**DIRECTIONS FOR THIS TASK**.
Retype everything in the court opinion excerpt below, from "On appeal, Herren argues that BLR's" down to "of the occurrence.", word for word.

**TEXT SEGMENT**.
Herren was convicted of rape and timely appeals, and the issues in this appeal revolve around evidence not yet summarized. This evidence was excluded from trial and not considered by the jury. Before trial, Herren had filed an extensive motion and incorporated brief for a rape-shield hearing with offers of proof on twenty-five areas of testimony he wanted to develop at trial. He received unfavorable rulings in almost every area; however, on appeal, he narrows his discussion to BLR's sexual conduct with Herren on the night of the alleged rape.
Specific to this appeal, the circuit court ruled that Herren would not be allowed to introduce evidence that before Herren digitally penetrated BLR, she was asking him for sex, masturbating in front of him, offering him oral sex, attempting to undo his shorts, and touching his penis through his shorts. Specifically, the circuit court ruled that "[t]his is not admissible under A.C.A. Sec. 16-42-101 unless relevancy has been determined. Whether this assertion is true or not, the Court finds it is not relevant and the prohibition of A.C.A. Sec. 16-42-101(b) applies." On appeal, Herren argues that this evidence was improperly excluded.
The crime of rape encompasses sexual intercourse or deviate sexual activity with a person who is incapable of consent because she is physically helpless or mentally incapacitated. Ark. Code Ann. § 5-14-103(a)(2) (Supp. 2017). Deviate sexual activity is "any act of sexual gratification involving ... the penetration, however slight, of the labia majora ... of one person by any body member or foreign instrument manipulated by another person." Ark. Code Ann. § 5-14-101(1)(B). "Mentally incapacitated" means that a person is temporarily incapable of appreciating or controlling her conduct as a result of the influence of a controlled or intoxicating substance that renders her unaware a sexual act is occurring. Ark. Code Ann. § 5-14-101(5)(B). A person is "physically helpless" under the statute if she is unconscious, physically not able to communicate, or otherwise unaware that a sexual act is happening. Ark. Code Ann. § 5-14-101(7).
The rape-shield statute broadly excludes evidence of prior sexual conduct. Such evidence is "not admissible by the defendant ... to prove consent or any other defense, or for any other purpose." Ark. Code Ann. § 16-42-101(b) (1999). The circuit court is vested with a great deal of discretion in determining whether evidence is relevant and will not be reversed in deciding the admissibility of rape-shield evidence unless its ruling constitutes clear error or a manifest abuse of discretion. State v. Cossio , 2017 Ark. 297, at 5, 529 S.W.3d 620, 623.
On appeal, Herren argues that BLR's sexual conduct leading up to the act was improperly barred by the rape-shield statute because the conduct was not "prior sexual conduct" but was instead the res gestae, part and parcel, of the event as a whole. Res gestae comprises
circumstances so nearly related to the main fact under consideration as to illustrate its character and the state of mind, sentiment and disposition of the actor are parts of the res gestae, which embraces not only the actual facts of the transaction and the circumstances surrounding it, but also matters immediately antecedent to and having a direct causal connection with it, as well as acts immediately following it and so closely connected with it as to form in reality part of the occurrence.

(Object detection data)
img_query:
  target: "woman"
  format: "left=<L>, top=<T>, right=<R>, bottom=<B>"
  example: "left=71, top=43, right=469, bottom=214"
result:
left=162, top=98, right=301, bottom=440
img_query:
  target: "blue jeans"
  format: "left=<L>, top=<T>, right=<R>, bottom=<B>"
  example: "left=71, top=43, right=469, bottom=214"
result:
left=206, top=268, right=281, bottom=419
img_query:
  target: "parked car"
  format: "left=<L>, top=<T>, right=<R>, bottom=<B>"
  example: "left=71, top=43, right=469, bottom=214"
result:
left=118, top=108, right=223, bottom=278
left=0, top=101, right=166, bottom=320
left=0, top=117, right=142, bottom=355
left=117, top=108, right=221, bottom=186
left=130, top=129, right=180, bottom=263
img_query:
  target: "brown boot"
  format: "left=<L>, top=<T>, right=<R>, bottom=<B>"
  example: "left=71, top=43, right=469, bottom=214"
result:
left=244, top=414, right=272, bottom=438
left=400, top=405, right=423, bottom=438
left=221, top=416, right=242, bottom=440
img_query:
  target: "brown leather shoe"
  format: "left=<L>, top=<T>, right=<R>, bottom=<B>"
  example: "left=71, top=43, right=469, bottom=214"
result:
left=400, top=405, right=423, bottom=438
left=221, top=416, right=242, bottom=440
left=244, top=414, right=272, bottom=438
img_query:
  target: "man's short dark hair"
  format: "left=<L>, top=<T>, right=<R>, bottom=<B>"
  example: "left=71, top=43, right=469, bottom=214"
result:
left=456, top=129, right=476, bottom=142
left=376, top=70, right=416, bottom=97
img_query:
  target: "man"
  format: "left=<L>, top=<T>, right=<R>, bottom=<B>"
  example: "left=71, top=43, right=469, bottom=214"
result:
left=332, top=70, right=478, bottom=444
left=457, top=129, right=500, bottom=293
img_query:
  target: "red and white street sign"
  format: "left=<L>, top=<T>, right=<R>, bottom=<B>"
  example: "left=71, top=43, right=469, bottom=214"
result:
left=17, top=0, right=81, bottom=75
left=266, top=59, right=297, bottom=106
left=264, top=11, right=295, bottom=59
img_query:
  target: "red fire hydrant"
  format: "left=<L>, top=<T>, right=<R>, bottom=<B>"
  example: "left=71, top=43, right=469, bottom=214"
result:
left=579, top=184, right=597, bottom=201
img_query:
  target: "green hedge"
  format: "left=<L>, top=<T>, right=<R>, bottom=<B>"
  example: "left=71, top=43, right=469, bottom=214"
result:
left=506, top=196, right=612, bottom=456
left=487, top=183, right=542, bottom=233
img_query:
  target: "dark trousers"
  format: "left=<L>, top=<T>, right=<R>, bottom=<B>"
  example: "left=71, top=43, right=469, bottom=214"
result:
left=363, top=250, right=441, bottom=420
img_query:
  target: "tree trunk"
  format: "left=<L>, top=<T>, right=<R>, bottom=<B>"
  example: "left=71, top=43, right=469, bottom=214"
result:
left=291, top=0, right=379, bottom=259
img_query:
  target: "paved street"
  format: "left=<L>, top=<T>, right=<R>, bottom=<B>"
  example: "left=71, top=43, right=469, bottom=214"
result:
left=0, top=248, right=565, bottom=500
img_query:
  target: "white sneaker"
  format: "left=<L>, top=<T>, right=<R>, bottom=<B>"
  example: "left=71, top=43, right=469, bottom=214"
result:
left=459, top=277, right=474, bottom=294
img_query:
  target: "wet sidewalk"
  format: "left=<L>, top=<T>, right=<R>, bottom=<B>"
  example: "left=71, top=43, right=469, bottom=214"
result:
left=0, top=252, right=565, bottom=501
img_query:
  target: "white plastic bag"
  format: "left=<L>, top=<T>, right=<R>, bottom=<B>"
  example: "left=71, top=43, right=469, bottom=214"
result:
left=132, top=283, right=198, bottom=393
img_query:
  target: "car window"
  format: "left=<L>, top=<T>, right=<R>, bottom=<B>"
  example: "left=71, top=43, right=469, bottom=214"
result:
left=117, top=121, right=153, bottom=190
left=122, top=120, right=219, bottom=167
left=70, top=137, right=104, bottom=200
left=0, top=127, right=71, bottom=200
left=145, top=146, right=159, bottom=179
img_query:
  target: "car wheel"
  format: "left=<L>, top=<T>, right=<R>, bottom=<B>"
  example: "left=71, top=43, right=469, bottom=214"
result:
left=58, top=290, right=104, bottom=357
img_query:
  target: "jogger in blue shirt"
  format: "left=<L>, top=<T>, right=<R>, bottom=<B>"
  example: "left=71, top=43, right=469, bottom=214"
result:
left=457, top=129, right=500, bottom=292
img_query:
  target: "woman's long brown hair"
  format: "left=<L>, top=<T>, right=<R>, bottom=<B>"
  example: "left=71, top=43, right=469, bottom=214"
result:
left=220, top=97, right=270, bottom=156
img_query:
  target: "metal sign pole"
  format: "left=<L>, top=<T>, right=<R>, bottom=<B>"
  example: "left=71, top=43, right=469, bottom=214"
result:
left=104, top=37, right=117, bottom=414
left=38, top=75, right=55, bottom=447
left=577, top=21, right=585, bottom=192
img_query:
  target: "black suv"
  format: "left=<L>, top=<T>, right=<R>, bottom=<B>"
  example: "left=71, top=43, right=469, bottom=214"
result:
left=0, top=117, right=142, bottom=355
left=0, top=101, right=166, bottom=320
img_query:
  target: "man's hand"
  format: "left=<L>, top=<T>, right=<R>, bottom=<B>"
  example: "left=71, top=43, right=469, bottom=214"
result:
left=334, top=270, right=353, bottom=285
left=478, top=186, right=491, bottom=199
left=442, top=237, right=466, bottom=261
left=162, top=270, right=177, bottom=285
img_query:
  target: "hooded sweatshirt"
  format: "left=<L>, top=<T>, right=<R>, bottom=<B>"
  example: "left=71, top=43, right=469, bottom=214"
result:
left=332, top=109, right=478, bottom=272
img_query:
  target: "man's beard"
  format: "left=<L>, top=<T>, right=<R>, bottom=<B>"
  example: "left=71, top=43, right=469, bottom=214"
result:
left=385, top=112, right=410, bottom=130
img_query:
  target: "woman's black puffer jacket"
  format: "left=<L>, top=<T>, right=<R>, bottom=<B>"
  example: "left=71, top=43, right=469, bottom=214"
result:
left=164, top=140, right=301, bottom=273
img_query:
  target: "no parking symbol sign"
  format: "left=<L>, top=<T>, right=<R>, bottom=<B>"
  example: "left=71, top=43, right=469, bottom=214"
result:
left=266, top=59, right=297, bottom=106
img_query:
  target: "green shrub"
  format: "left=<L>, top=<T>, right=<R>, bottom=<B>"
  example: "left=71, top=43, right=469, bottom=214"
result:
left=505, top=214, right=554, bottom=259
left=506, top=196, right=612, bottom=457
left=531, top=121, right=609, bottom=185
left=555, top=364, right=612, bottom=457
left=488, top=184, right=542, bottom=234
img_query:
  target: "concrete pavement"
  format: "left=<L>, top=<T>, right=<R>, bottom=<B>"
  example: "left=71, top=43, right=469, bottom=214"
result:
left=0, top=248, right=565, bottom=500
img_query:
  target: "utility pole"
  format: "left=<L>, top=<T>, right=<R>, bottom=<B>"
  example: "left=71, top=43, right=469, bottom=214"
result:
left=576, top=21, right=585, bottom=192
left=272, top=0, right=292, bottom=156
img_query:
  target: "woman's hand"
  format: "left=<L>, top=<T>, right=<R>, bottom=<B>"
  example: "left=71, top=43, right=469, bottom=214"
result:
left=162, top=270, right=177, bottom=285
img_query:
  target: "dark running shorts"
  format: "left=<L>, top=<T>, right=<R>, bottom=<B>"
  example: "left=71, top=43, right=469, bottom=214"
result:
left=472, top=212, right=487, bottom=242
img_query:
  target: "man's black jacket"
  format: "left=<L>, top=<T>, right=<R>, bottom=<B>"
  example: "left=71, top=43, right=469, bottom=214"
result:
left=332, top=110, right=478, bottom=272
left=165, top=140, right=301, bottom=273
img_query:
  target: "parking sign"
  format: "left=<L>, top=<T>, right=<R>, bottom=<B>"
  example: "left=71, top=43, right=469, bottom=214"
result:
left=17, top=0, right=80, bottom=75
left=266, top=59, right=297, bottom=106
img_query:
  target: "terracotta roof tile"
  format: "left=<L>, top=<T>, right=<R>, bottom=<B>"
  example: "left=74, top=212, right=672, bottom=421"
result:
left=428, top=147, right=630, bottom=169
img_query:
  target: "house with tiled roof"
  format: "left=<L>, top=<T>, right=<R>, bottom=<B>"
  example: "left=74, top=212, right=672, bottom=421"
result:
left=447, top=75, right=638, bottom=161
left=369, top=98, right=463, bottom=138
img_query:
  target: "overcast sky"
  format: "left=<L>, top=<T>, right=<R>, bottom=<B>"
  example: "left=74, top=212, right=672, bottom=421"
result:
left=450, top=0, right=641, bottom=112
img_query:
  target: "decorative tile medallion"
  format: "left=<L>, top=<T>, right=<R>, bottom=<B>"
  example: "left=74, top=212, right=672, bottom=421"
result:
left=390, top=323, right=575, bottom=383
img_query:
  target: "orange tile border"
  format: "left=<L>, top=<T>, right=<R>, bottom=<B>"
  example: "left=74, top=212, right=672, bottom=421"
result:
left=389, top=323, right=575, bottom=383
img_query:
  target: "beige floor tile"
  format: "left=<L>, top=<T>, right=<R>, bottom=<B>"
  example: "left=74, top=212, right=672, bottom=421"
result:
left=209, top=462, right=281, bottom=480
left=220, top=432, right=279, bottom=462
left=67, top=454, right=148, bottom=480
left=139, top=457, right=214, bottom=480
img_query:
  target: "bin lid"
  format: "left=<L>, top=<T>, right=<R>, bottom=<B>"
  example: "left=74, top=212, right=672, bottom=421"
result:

**ANSWER TO THE TASK**.
On appeal, Herren argues that BLR's sexual conduct leading up to the act was improperly barred by the rape-shield statute because the conduct was not "prior sexual conduct" but was instead the res gestae, part and parcel, of the event as a whole. Res gestae comprises
circumstances so nearly related to the main fact under consideration as to illustrate its character and the state of mind, sentiment and disposition of the actor are parts of the res gestae, which embraces not only the actual facts of the transaction and the circumstances surrounding it, but also matters immediately antecedent to and having a direct causal connection with it, as well as acts immediately following it and so closely connected with it as to form in reality part of the occurrence.